* ASSIGNMENT
Without including any image, retype the records word for word.

----------

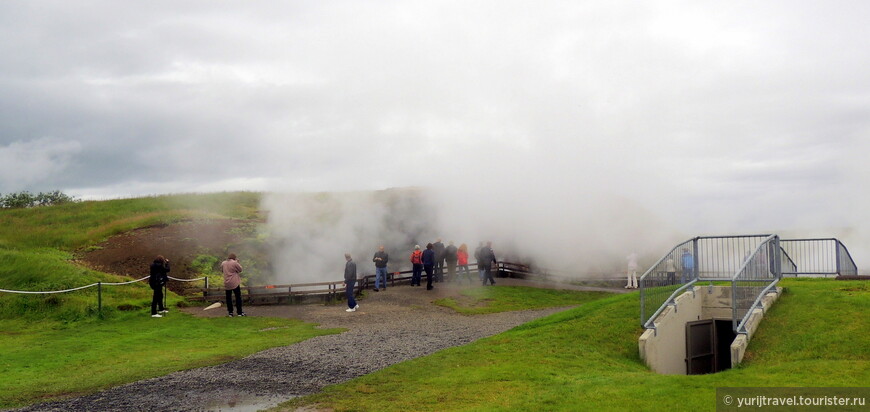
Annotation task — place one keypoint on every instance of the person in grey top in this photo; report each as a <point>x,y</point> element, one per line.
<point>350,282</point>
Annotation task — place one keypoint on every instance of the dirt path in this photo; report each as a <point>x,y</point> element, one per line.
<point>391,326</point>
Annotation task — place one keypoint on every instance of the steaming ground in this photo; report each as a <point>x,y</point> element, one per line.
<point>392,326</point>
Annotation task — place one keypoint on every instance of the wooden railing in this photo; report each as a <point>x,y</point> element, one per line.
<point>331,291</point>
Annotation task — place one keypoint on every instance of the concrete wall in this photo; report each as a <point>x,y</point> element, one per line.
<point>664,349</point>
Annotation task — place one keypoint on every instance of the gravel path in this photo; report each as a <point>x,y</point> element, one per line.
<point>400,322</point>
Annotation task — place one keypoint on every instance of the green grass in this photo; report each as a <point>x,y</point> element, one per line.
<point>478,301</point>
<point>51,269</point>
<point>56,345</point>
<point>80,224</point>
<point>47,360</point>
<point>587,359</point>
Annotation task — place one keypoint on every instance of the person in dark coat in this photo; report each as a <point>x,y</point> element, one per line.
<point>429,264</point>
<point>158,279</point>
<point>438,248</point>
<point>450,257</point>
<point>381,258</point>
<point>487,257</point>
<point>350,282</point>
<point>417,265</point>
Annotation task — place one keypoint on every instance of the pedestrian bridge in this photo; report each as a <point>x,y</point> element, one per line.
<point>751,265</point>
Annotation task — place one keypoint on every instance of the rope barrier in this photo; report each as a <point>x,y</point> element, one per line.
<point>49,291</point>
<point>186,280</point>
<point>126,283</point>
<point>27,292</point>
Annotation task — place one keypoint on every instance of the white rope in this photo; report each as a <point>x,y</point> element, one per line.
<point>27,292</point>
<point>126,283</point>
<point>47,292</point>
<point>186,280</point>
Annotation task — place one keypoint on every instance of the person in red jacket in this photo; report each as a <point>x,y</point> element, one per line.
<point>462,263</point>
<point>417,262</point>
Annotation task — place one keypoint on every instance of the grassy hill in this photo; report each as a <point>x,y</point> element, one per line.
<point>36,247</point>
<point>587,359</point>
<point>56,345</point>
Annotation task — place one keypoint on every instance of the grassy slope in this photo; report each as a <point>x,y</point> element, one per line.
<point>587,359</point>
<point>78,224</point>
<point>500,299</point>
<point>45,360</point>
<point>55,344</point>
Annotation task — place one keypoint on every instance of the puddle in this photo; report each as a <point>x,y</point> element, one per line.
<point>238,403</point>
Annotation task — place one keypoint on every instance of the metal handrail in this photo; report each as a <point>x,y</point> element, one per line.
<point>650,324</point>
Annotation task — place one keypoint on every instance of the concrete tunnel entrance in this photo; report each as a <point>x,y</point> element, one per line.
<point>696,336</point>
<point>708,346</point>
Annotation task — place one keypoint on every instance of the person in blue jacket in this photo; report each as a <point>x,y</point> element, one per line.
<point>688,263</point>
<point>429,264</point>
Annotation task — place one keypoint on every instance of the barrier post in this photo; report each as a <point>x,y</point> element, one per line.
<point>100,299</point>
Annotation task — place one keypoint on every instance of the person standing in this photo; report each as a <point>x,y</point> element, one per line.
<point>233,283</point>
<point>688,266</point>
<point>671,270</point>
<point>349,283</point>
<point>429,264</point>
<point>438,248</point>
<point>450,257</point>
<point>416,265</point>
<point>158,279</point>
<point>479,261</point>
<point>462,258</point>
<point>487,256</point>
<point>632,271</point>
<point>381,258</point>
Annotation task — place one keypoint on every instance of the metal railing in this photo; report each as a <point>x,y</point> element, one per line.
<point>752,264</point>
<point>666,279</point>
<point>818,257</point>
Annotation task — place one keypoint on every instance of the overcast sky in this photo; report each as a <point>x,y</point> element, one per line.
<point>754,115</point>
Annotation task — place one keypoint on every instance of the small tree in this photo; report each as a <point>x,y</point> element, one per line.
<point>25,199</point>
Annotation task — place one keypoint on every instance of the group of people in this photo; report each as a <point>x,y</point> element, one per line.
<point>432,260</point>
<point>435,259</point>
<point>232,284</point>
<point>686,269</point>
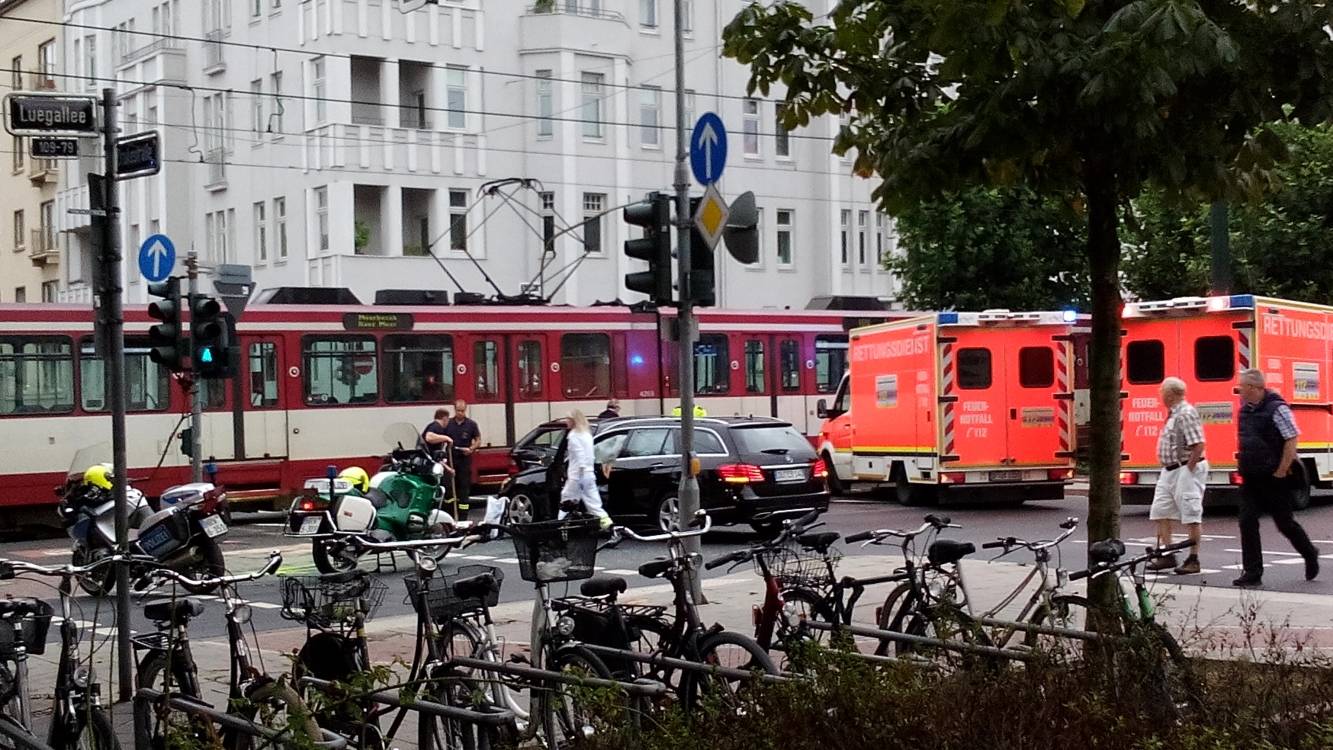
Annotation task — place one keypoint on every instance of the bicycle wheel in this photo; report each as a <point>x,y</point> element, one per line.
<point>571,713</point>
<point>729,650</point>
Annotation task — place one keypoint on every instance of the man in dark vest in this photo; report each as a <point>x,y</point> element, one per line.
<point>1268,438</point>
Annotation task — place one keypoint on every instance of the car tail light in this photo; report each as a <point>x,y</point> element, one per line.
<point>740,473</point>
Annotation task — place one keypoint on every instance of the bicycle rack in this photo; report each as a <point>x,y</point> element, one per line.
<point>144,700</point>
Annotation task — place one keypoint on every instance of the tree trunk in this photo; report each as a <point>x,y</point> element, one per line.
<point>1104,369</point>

----------

* OUTPUT OF THE TASK
Annotation task — place one keypoint on every instance of the person in grey top in this photo; report each as a <point>x,y</point> element, one per line.
<point>350,282</point>
Annotation task — place one keypoint on every instance of the dirt path in this photo; report each as a <point>x,y</point> element, one per line.
<point>391,326</point>
Annotation task — place one keypoint on every instance of the steaming ground in this photo; report each as a <point>x,y</point> element, one per line.
<point>392,326</point>
Annotation task — place one keypoint on every instance of the wooden railing in this photo; report each as a <point>x,y</point> element, one per line.
<point>331,291</point>
Annotation task — place one keypoint on every instance of the concrete wall in this photo; report each as a <point>x,y</point> element, one per line.
<point>664,349</point>
Annotation task — place one keypoint on every instance of the gravel path in this photo; report each as a <point>x,y</point> element, one per line.
<point>400,322</point>
Annotation task — place one keypoint on every instance of the green grass in this photo; report each as a <point>x,y</point> element, one per line.
<point>478,301</point>
<point>51,269</point>
<point>56,345</point>
<point>80,224</point>
<point>47,360</point>
<point>587,359</point>
Annotation task — place one keypoint on every instance of the person in dark coat in this photo; report each as a <point>x,y</point> element, one per line.
<point>429,264</point>
<point>158,279</point>
<point>438,248</point>
<point>450,257</point>
<point>381,258</point>
<point>487,257</point>
<point>350,282</point>
<point>417,265</point>
Annotation task — place one keypoint on every instance of the pedestrian bridge in this photo; report each as a <point>x,y</point> element, one per line.
<point>751,265</point>
Annotation task — place one keypoint on every instance of the rope barrier in this photo; report each as a <point>x,y</point> element, one per line.
<point>49,291</point>
<point>186,280</point>
<point>126,283</point>
<point>27,292</point>
Annotation task — place one keypoint on every instance of the white rope in this photo; report each as a <point>x,y</point> element, one per line.
<point>27,292</point>
<point>126,283</point>
<point>47,292</point>
<point>186,280</point>
Annotation task — place one keypoint on every instance of the person in red jacket in this photo; report each as a <point>x,y</point> element, one per line.
<point>462,263</point>
<point>417,262</point>
Annotation task — place one keypoint on every instance of the grassy hill in this photo; report each as a <point>x,y</point> element, one per line.
<point>36,247</point>
<point>587,359</point>
<point>56,345</point>
Annotation task — place one keypoint on every instance of the grassy slope in this photo; report each as a <point>x,y</point> element, one per line.
<point>587,359</point>
<point>78,224</point>
<point>500,299</point>
<point>45,360</point>
<point>55,344</point>
Annotation task — place one keypoint on every instance of the puddle in this photo; report each as a <point>x,y</point> element, one per line.
<point>238,403</point>
Annotation task — place one keypoint on every instance of the metal handrail in this photo; report each as a <point>x,y</point> element, one per line.
<point>650,324</point>
Annotation task — place one keypoint on every instance of the concrete tunnel entrance in this photo; report each as a <point>x,y</point> element, one per line.
<point>696,336</point>
<point>708,346</point>
Annotation task — place one keypoint on every instance of the person in blue jacket in this photo; report each as a <point>x,y</point> element, one per line.
<point>688,263</point>
<point>429,264</point>
Annotation task — place one keypoint on every instance of the barrier post in this photo; report each as a <point>x,y</point> element, one per line.
<point>100,299</point>
Annotation task — place one keypoint on every instance of the person standing in this photo; report each as a <point>x,y</point> element, one per line.
<point>233,283</point>
<point>688,266</point>
<point>671,270</point>
<point>349,283</point>
<point>429,264</point>
<point>438,248</point>
<point>450,257</point>
<point>416,265</point>
<point>158,279</point>
<point>479,261</point>
<point>462,258</point>
<point>487,256</point>
<point>632,271</point>
<point>381,258</point>
Annotation task — place one keypoint on every instance of the metal railing in this photo; report each as a <point>x,y</point> element, one per line.
<point>752,264</point>
<point>666,279</point>
<point>818,257</point>
Annotation task — place one keypoint on every instance of the overcast sky in this photo; report each as a <point>x,y</point> element, one per line.
<point>754,115</point>
Annotation task — place one keypoint on every instance of the small tree in this photo; report each as a <point>x,y</point> element, one per line.
<point>25,199</point>
Annotation task — place one keypoint on every instance of the group of people in this photo; report each as a <point>x,y</point> element, one per line.
<point>432,260</point>
<point>435,259</point>
<point>232,284</point>
<point>686,269</point>
Annotation task — place one keypoint on every instance of the bicycle wheel in this photo; report each as a <point>x,y</point> element, one per line.
<point>571,713</point>
<point>729,650</point>
Annotation task — place one keypoint on every instance of the man in dark vest in this photo; report each as a <point>x,y</point> element, one per line.
<point>1268,438</point>
Annotation task — place one keypoint on every instance of the car tail light in this photo; report each as a <point>x,y</point> element, one per line.
<point>740,473</point>
Annotation task — place one keypoint on every instance of the bicycle rack in this photo; report each as a <point>x,y</point> element, one per line.
<point>144,700</point>
Annotation task — place one keypoint on every instance of the tree trunk in this photo; report each as a <point>x,y</point> element, one per line.
<point>1104,369</point>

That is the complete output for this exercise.